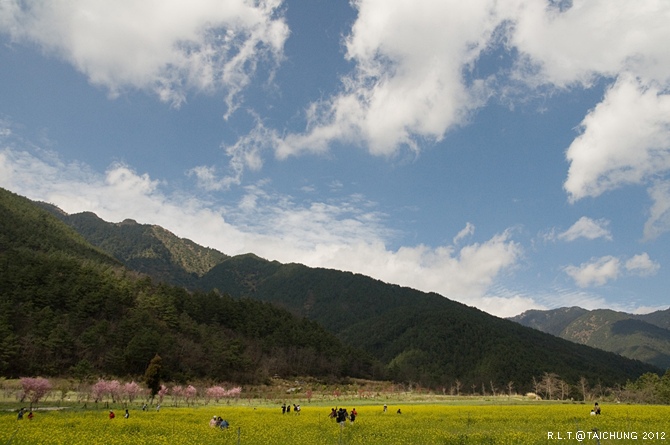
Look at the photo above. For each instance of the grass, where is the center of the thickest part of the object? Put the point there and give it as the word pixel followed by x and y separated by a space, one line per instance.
pixel 480 421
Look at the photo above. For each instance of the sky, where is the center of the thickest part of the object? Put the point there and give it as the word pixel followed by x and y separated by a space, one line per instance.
pixel 506 154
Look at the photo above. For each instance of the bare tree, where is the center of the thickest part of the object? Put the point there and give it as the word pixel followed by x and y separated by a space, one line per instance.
pixel 549 384
pixel 584 385
pixel 565 389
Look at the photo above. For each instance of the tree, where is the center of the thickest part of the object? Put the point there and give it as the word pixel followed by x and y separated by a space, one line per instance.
pixel 35 388
pixel 152 376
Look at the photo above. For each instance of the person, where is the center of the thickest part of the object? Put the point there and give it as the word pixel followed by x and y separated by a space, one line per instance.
pixel 342 416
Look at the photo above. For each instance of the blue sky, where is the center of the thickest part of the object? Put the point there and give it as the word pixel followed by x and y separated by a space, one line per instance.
pixel 509 154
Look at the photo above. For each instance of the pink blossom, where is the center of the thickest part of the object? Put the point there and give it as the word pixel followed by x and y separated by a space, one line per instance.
pixel 35 388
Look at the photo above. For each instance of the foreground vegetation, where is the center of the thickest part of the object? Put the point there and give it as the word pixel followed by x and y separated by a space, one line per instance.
pixel 473 423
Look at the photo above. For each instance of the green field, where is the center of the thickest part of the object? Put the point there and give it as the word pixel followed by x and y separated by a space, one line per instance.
pixel 418 424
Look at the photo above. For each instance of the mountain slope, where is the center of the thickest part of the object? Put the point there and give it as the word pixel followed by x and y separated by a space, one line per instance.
pixel 422 337
pixel 633 336
pixel 145 248
pixel 68 309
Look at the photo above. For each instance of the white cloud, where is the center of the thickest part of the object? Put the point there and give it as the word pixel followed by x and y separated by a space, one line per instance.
pixel 596 272
pixel 599 271
pixel 166 46
pixel 468 230
pixel 591 39
pixel 408 84
pixel 347 234
pixel 586 228
pixel 625 140
pixel 642 265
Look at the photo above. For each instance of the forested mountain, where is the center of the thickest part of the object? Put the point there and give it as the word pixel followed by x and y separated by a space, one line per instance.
pixel 642 337
pixel 422 337
pixel 67 308
pixel 419 337
pixel 145 248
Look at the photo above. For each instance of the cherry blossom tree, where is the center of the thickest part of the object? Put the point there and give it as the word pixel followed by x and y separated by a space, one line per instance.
pixel 216 393
pixel 99 390
pixel 162 392
pixel 34 388
pixel 131 391
pixel 177 394
pixel 189 394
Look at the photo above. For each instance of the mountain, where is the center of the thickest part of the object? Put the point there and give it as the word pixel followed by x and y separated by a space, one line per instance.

· · · · · · ·

• _YOUR TASK_:
In the answer, include exactly the lines from the line containing "Look at the photo above. For each instance of the forested" through the end of the data, and nothing else.

• _OUTPUT OF THE TASK_:
Look at the photo above. For each instance of the forested mountain, where is the center of the thickest part of the object? Put the point there and give it as the word pixel followed by x and y separated by a space, one line per instance.
pixel 642 337
pixel 422 337
pixel 67 308
pixel 419 337
pixel 145 248
Look at the photo above. For each instance of the cherry blossom tree, where is the center of the thickest part of the object? Put the point there and give it as the word pixel followed by x and y separated by a space, one line per instance.
pixel 216 393
pixel 99 390
pixel 162 392
pixel 34 388
pixel 131 391
pixel 177 394
pixel 189 394
Look at the photo above. For each instance of the mountain, where is the center of the thickest part of the object? Put the point there and give it as the word pixel followed by x and y separated by a space, one line per instance.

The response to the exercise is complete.